Exercise A:
From the records, copy out the lines starting with the line containing "Where can you spot the street" and going on through the line containing "pixel 53 156", keeping each one unchanged.

Extract provided:
┄┄┄┄┄┄┄┄┄┄┄┄┄┄┄┄┄┄┄┄

The challenging part of creating a portfolio is realizing your risk factor, and if you go to a “professional”, the first thing they’ll have you do is fill out a risk assessment form of some sort. All these try to do is assess the Five Controlling Factors, and estimate very broadly what type of investments you should invest in. No matter what, though, everyone uses the same tools for building a portfolio being 1) cash and cash equivalents, 2) fixed income (aka bonds, CDs), 3) equity (aka stocks, mutual funds, index funds), and 4) tangible assets (the home you own and live in or other property you own) or business adventures (companies you own and help run).

For the most part, the risk assessment forms are for figuring out what kind of stock you should own as there are all levels of risk and volatility associated with stocks which typically make up anywhere from 50-90% of your portfolio. Although the differences of who should invest in what levels of risk might surprise you when you consider lifestyle vs. portfolio risk as the wealthier you are the less risky the asset you typically want because you’re less worried about growing your wealth as you are maintaining your wealth and sustaining your typically more expensive lifestyle. Imagine having $10,000,000 and losing 10-20% on any given day – that’s $1-2 million – vs. $1,000 and losing 10-20% on any given day – $100-200. Day-to-day stock prices can fluctuate up and down as much as 20% or more, and for those who aren’t familiar with the markets, this can seem like a very scary thought. For that reason, you need to think long term as in years which can historically return up as much as 10% or more, and if you’re well diversified, then you can be rest assured, you’ll make money over the long term.


I could cover plenty more about risk, but I’ll continue with the other two major factors, usage and money, and cover all of these factors further in future posts. Wealth was already mentioned, but there are three levels of importance to the wealth equation and how you’ll go about making decisions. The beginner’s problem is typically amount of funds and cost of investing, then there’s the middle and upper classes which are similar and more concerned with type of risk and return from their portfolio. The middle class, which doesn’t have more money than they can retire on before actual retirement, is similar to a beginner’s portfolio strategy where the goal is growth of wealth. The middle class is more like the upper class in that they have nearly all investment options open to them because they simply have enough money.

┄┄┄┄┄┄┄┄┄┄┄┄┄┄┄┄┄┄┄┄

Data in this exercise:

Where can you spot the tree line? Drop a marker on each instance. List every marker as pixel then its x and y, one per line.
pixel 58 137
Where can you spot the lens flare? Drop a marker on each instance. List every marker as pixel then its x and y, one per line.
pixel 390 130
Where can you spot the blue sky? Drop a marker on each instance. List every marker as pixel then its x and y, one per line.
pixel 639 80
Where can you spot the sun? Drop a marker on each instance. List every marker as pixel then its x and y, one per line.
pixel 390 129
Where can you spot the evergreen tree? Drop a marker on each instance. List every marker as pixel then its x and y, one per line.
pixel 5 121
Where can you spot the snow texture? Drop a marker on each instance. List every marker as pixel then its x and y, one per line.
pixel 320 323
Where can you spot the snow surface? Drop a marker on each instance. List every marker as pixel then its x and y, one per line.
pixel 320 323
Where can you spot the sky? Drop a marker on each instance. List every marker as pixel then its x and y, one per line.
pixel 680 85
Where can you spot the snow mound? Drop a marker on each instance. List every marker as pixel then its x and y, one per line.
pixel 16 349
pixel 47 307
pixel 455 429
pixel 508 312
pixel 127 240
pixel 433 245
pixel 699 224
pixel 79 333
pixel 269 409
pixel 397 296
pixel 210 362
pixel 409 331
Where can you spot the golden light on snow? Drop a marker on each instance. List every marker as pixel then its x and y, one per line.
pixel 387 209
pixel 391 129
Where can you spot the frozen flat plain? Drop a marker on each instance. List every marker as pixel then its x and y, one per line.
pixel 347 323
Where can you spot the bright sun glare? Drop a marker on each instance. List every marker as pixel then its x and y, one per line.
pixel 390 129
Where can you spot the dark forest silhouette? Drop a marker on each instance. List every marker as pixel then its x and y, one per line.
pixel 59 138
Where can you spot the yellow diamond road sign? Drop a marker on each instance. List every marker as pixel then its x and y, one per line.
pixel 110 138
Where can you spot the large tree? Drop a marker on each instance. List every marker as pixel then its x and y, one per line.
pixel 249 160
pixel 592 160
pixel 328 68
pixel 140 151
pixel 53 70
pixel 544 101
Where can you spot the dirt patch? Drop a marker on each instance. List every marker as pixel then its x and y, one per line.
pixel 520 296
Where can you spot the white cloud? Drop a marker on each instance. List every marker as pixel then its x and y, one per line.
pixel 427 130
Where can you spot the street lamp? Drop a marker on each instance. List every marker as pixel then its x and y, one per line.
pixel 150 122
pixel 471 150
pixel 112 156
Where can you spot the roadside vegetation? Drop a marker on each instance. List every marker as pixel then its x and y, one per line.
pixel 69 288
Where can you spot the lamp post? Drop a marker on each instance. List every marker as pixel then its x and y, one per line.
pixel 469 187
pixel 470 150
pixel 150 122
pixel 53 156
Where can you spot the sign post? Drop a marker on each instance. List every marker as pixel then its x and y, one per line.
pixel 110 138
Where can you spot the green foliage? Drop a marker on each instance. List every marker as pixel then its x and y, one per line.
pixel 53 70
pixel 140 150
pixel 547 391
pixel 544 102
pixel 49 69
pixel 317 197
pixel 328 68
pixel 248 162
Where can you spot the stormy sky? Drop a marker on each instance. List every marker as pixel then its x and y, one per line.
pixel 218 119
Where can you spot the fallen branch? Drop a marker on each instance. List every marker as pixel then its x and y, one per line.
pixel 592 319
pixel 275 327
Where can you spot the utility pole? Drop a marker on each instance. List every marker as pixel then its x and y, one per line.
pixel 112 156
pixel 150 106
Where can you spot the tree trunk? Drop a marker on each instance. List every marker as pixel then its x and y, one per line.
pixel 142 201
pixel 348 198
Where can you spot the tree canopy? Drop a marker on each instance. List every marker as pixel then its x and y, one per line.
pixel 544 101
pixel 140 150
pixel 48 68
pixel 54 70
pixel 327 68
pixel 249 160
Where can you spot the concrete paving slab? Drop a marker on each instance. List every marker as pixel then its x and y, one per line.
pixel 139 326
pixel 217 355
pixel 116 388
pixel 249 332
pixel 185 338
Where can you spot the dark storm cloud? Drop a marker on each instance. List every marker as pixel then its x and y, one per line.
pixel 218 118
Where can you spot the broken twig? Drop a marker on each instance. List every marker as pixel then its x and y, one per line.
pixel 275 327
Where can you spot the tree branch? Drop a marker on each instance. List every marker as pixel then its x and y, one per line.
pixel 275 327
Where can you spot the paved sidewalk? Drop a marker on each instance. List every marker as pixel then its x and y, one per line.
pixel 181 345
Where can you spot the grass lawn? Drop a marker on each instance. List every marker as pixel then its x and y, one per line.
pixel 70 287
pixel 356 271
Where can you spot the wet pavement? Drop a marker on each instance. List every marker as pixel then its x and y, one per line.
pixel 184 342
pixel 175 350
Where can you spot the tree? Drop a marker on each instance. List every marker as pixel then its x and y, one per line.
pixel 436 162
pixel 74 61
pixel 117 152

┄┄┄┄┄┄┄┄┄┄┄┄┄┄┄┄┄┄┄┄

Exercise B:
Answer these questions about the portfolio-building text:
(i) What four tools does it say everyone uses for building a portfolio?
(ii) What share of a portfolio do stocks typically make up?
(iii) What does it name as the beginner's typical problem?

Solution A:
Where can you spot the street lamp? Drop a marker on each instance. List every marker as pixel then its x and y, one per line.
pixel 150 122
pixel 471 150
pixel 112 156
Where can you spot the roadside vegetation? Drop a marker on each instance. List every marker as pixel then its x and y, one per line.
pixel 69 288
Where can you spot the lamp post? Drop a marker on each instance. List every marker as pixel then its x and y, one per line.
pixel 469 187
pixel 470 150
pixel 150 122
pixel 53 156

Solution B:
(i) Cash and cash equivalents, fixed income, equity, and tangible assets or business adventures
(ii) Anywhere from 50-90%
(iii) Amount of funds and cost of investing